* _WORK ITEM_: When you write the records again, keep every line exactly as it was.

DATA TO PROCESS Start Marker

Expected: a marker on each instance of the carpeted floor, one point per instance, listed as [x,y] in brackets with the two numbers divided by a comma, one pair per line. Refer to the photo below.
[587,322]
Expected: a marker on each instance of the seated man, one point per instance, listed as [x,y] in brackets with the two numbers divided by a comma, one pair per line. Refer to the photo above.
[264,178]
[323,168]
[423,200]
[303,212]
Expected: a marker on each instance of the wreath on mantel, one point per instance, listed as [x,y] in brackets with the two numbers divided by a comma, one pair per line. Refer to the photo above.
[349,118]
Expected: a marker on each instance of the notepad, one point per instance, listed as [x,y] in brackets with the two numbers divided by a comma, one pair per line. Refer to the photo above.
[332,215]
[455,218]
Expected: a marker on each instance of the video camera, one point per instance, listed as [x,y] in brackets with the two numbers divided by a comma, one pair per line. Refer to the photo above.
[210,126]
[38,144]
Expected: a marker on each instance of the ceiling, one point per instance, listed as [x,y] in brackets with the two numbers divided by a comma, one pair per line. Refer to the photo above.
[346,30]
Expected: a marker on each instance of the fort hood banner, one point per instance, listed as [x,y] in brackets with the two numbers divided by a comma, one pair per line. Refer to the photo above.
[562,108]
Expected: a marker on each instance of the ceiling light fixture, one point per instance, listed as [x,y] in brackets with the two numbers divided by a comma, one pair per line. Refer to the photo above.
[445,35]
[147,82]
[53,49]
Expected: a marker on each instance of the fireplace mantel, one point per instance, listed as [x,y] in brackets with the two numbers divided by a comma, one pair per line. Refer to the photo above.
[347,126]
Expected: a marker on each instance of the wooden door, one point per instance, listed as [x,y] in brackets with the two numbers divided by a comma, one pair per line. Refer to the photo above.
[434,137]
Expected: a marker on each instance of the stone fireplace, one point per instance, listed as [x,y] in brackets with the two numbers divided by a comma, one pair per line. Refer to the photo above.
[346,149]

DATA TO PROCESS End Marker

* _ANSWER FOR THE TASK_:
Expected: a marker on each instance of the carpeted floor, one point per instance, listed as [x,y] in brackets with the two numbers divided by a comma, one pair per line. Refer to the photo below.
[587,322]
Expected: a marker on each instance of the seated man, one point per instance, listed as [x,y] in brackets with the two numbers divided by a comma, one pair per line. Refer to the photo above.
[264,178]
[323,168]
[423,200]
[303,212]
Expected: a marker on each instance of the wreath on mantel, one point per instance, listed as [x,y] in brackets with the two numbers divided by a comma, one pair per line. Refer to the photo above.
[349,118]
Expected: a marker on each instance of the notepad, one point per instance, listed as [x,y] in brackets with the two numbers divided by a comma, one pair per line. Refer to the photo above.
[332,215]
[455,218]
Expected: a marker on each instance of the video camera, one point per instance, listed as [x,y] in brackets with the two numbers divided by a comma, one pair per line. Refer to the photo above.
[210,126]
[38,144]
Expected: a marker on each instance of the ceiling, one point per instance, listed as [x,y] in brackets with the two numbers divided by a comma, one pair per line. Refer to the photo above.
[346,30]
Expected: a marker on each instance of the fort hood banner, one point per instance, listed as [x,y] in brackets with the two numbers divided by a comma, one pair per line. Refer to the photo above.
[562,108]
Expected: a marker on each instance of the ceiling light fixture, one point per instance, listed as [x,y] in brackets with the two numbers divided by a comma, one pair per line. Refer to the photo above.
[445,35]
[147,82]
[53,49]
Expected: a marker on each instance of the fireplace mantel, one point per instance, listed as [x,y] in brackets with the two numbers divided by a comma, one pair per line. Refer to the photo above.
[347,126]
Expected: a marker on each instance of the wooden door, one point per instance, listed as [x,y] in brackets with the two numbers divided by a comma, one pair per line. Refer to the photo above.
[434,137]
Expected: a marker on each instance of the stone fireplace, one point per instance, listed as [x,y] in brackets with the two numbers divided by a comma, one pair per line. Refer to the photo above.
[346,149]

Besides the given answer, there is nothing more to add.